* [Natural-language object grounding data]
Segment Open

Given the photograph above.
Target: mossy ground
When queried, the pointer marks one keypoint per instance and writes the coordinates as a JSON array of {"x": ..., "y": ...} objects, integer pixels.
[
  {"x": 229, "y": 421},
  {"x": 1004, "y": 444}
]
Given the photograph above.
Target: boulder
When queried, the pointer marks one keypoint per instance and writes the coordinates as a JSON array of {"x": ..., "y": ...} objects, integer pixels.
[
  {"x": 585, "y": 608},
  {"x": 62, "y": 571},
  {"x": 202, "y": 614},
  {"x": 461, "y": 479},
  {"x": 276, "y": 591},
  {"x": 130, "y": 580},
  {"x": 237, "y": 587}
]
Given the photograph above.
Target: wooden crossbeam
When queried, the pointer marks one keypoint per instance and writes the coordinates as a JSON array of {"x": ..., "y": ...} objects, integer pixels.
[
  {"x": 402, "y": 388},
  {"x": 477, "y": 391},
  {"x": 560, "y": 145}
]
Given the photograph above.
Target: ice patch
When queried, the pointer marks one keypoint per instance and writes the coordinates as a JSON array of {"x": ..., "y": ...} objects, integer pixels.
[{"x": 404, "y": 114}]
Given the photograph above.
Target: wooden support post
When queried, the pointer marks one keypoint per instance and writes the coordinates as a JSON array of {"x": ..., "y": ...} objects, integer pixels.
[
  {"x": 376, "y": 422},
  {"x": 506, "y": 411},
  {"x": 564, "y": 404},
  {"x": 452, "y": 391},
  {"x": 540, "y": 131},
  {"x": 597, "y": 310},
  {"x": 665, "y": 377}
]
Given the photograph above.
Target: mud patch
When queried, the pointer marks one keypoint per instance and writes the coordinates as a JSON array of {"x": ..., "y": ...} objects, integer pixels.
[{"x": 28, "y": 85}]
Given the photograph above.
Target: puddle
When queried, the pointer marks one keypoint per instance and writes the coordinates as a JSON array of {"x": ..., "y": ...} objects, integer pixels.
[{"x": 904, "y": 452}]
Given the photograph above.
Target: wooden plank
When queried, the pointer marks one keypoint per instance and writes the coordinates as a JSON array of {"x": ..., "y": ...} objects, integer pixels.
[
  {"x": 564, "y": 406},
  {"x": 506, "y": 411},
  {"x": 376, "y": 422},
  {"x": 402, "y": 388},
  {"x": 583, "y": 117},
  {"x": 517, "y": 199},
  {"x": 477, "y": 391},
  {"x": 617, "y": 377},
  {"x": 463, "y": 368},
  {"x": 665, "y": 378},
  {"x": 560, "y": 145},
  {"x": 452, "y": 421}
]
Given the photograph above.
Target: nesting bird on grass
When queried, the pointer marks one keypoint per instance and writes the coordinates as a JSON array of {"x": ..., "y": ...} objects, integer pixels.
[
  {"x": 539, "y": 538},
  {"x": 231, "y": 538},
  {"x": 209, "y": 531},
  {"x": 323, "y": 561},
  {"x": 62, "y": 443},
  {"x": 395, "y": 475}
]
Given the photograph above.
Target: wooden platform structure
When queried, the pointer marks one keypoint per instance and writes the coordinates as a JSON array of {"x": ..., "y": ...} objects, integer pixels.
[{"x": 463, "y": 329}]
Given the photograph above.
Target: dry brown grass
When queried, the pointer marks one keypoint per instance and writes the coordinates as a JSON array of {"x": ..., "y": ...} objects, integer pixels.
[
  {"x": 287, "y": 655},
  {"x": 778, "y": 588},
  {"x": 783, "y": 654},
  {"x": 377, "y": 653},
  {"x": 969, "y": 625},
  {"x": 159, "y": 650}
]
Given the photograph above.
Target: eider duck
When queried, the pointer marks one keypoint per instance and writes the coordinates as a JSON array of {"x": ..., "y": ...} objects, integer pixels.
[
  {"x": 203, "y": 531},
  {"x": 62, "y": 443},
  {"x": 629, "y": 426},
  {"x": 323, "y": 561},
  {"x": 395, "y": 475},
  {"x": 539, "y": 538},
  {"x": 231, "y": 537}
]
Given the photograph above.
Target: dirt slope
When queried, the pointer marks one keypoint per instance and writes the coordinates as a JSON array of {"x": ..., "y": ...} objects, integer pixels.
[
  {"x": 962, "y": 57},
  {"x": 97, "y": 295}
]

Segment Closed

* [Action item] Take the entries above and copy out all lines with the string "grass".

* [Task answer]
Target: nesting bird on grass
Target: dry brown grass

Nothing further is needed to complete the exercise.